*Written problem A:* In the summary of the speech-to-computer study, print the passage starting with "The objectives of" and going on through "one would perceive.", reproducing it word for word.
*Written problem B:* Write what follows in the summary of the speech-to-computer study, picking up after its final sentence.

*Text section:*
START

Monday 26 November 2012

GRADED ASSIGMENT 1:(b) Summary of the Article





Title: Talking to Computers: An Empirical Investigation
Journal: Carnegie Mellon University Research Showcase, Computer Science Department
Link :


Introduction:
            This research article is written by Alexander G. Hauptmann and Alexander I. Rudnicky from Department of Computer Science Carnegie-Mellon University. Basically, it describes the empirical study of man-computer speech interaction.
The objectives of this study are:
       1)      To study how speech input to a computer differs from interpersonal spoken communication.
       2)      To describe the differences between speech-to-computer mode, speech-to human mode and typing-to-computer mode.

On the other hand, the purpose of this study is:
To compare three types of communication mode; speech-to-computer mode, speech-to-human mode and typing-to-computer mode and also to prove that speech to a computer is not as ill-formed as one would perceive.
Statement of problem:
Differences between three communication modes; speech-to-computer, speech-to-human and typing-to-computer are difficult to be found and the misconception that speech-to-computer is much ill-formed than speech-to-human.
Research questions:
      1)      How does speech input to a computer differs from interpersonal spoken communication?
      2)      What are the differences between speech-to-computer mode, speech-to-human mode and typing-to-computer mode?
Theoretical framework:
There is no specific theory being used for this investigation.
Sample: 
A total of forty subjects were taken from a population of electronic mail users in the Computer Department at C-MU. Ten of them were set up as pilot subjects to test and debug the experimental setup. The remaining thirty subjects were classified as non-proficient users to their electronic mail experience. Furthermore, some of the subjects had no experience with the mail system being used in this study.
Method:
Methodology
There are three modes of communication which are being tested in this investigation; speech-to-computer mode, speech-to-human-mode and typing-to-computer mode. Ten subjects were randomly assigned to each communication mode and each subject completed three sessions. The data was then analysed accordingly to each mode.

END

*Data listing:*
START

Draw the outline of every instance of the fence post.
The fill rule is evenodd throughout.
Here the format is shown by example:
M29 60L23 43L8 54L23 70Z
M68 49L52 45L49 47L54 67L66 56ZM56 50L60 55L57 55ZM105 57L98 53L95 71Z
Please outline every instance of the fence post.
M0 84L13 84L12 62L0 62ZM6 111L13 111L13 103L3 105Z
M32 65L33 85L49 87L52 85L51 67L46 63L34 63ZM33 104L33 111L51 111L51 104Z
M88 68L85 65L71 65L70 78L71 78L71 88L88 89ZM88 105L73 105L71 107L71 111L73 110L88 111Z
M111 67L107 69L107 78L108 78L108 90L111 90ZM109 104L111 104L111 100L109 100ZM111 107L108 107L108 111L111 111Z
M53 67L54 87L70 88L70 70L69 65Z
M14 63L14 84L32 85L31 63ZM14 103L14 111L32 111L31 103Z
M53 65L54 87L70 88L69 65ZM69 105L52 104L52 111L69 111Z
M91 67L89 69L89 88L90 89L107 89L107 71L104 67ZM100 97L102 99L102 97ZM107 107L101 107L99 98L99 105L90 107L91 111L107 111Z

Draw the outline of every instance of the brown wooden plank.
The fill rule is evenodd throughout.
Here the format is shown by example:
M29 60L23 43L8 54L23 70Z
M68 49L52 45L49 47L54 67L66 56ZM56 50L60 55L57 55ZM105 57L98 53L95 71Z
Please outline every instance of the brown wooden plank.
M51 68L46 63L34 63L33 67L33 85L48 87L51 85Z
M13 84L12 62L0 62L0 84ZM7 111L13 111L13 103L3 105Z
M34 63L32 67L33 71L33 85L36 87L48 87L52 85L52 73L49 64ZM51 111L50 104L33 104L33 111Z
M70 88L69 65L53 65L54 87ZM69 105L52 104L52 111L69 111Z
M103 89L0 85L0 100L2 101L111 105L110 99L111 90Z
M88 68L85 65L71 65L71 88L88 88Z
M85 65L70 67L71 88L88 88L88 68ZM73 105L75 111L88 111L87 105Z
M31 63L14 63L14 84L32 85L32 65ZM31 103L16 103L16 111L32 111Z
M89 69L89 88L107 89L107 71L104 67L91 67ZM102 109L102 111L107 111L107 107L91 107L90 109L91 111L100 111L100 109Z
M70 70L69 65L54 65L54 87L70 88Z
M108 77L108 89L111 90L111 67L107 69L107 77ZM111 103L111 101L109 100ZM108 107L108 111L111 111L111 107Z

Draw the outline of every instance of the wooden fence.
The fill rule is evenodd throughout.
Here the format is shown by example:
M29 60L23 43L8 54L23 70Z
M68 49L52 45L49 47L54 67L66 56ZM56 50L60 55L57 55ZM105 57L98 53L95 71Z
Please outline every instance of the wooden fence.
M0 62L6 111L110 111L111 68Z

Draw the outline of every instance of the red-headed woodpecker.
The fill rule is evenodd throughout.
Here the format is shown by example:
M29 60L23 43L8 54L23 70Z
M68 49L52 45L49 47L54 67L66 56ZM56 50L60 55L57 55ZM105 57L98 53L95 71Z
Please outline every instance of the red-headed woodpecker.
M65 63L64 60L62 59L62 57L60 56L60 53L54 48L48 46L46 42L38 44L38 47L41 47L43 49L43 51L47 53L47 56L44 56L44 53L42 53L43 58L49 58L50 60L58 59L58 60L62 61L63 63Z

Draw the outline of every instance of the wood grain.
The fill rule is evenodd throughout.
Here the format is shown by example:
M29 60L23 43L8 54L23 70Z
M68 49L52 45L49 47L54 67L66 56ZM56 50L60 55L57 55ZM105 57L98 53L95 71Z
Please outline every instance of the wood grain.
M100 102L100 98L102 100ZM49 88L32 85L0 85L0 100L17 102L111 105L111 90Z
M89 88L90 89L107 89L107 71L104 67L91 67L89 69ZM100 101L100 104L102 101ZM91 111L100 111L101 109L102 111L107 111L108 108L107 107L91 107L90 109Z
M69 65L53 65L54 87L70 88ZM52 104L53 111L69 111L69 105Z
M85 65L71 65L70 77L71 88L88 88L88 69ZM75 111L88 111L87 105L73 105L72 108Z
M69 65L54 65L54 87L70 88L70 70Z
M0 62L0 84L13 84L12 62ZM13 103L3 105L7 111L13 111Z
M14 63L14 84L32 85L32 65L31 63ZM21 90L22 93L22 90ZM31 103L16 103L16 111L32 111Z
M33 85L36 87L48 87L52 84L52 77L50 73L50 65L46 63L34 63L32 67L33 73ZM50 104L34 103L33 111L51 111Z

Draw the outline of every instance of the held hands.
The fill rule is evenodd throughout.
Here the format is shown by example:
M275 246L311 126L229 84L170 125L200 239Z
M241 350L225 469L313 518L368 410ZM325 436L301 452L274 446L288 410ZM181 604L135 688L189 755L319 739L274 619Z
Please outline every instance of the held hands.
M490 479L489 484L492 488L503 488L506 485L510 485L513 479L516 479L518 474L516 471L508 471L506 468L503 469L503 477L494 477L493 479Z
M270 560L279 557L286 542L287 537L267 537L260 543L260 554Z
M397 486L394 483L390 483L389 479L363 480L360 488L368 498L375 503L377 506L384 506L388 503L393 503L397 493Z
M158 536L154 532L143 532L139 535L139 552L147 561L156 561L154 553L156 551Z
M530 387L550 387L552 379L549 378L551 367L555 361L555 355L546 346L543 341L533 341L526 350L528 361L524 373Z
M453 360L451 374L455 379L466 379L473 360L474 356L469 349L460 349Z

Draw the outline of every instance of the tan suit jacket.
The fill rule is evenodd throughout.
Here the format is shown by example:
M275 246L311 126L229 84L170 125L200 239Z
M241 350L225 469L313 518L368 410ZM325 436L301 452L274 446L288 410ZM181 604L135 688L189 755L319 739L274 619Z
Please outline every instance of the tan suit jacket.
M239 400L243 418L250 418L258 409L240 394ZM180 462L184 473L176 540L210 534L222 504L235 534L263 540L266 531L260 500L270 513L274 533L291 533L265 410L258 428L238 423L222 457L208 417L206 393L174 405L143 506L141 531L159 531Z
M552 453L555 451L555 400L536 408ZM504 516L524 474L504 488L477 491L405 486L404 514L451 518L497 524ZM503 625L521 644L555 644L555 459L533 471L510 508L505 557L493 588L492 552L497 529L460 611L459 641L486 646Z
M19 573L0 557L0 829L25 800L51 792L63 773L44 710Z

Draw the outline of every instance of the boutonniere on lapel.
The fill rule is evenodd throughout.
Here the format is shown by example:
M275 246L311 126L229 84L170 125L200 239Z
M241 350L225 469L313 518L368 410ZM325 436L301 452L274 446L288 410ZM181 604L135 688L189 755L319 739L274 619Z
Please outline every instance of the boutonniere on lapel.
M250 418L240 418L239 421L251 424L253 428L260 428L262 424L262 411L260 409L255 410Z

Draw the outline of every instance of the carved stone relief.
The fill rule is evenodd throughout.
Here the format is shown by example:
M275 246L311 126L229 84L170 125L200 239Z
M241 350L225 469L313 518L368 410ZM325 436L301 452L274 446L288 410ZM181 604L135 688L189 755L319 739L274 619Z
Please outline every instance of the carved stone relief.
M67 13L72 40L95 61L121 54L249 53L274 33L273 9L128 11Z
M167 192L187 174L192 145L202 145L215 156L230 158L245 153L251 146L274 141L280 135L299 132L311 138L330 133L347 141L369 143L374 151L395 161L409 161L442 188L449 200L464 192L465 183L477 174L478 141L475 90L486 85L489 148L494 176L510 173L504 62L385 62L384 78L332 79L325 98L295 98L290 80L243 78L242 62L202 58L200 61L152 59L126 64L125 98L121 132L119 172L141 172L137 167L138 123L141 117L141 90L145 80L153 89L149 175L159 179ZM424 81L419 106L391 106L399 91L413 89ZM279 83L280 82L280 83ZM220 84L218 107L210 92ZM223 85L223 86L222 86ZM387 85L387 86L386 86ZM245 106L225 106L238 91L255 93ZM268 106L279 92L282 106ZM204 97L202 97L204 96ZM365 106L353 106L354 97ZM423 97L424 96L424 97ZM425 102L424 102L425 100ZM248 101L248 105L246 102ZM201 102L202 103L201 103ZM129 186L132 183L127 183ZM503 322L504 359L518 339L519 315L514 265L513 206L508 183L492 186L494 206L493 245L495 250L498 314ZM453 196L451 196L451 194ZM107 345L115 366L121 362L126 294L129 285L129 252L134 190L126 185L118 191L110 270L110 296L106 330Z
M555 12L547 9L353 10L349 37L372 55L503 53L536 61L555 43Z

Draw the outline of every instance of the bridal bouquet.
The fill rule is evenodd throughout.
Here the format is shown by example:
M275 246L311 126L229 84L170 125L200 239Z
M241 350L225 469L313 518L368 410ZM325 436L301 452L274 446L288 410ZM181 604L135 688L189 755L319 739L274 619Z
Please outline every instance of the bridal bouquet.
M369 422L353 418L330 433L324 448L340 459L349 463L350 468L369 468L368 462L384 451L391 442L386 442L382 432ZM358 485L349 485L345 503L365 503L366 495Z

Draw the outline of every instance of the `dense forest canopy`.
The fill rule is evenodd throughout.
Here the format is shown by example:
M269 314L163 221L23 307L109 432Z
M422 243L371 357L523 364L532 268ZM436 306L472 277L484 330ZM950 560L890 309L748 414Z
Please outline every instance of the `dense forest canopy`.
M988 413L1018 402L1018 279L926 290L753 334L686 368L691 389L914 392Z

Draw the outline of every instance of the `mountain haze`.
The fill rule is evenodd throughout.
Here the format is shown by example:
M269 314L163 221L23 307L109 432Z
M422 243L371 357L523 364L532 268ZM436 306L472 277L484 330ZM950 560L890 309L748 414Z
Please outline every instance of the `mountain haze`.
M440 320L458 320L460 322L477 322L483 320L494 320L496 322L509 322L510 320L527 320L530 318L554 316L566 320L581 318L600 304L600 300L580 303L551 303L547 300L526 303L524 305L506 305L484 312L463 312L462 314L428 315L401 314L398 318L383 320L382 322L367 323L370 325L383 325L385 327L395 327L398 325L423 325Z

END

*Reply A:*
The objectives of this study are:
       1)      To study how speech input to a computer differs from interpersonal spoken communication.
       2)      To describe the differences between speech-to-computer mode, speech-to human mode and typing-to-computer mode.

On the other hand, the purpose of this study is:
To compare three types of communication mode; speech-to-computer mode, speech-to-human mode and typing-to-computer mode and also to prove that speech to a computer is not as ill-formed as one would perceive.

*Reply B:*
In the speech-to-computer mode, subjects were told that the computer could comprehend their utterances with an occasional help by the experimenter. The experimenter was in the adjacent room and transcribed all commands into equivalent system commands, assuming or pretending the system itself had comprehended the utterances. However, when the subjects were in their editing mode, speech input was disabled and subjects had to edit manually using the keyboard. Subjects were asked to speak all commands to the system but the way of speaking is up to the subjects.
In the speech-to-human mode, the experimenter is place in the same room as the subject and translated their utterances into typed commands to the electronic mail system. However, when the subjects were in their editing mode, the speech input is again disabled and subjects had to edit manually using the keyboard.
In the typing-to-computer mode, subjects were left to believe that a computer natural language mail system could interpret their typing. This mode was the same as the speech-to-computer mode except the presence of speech input. The subjects were told to type everything themselves. The system or in other words the invisible experimenter was able to process the subjects input.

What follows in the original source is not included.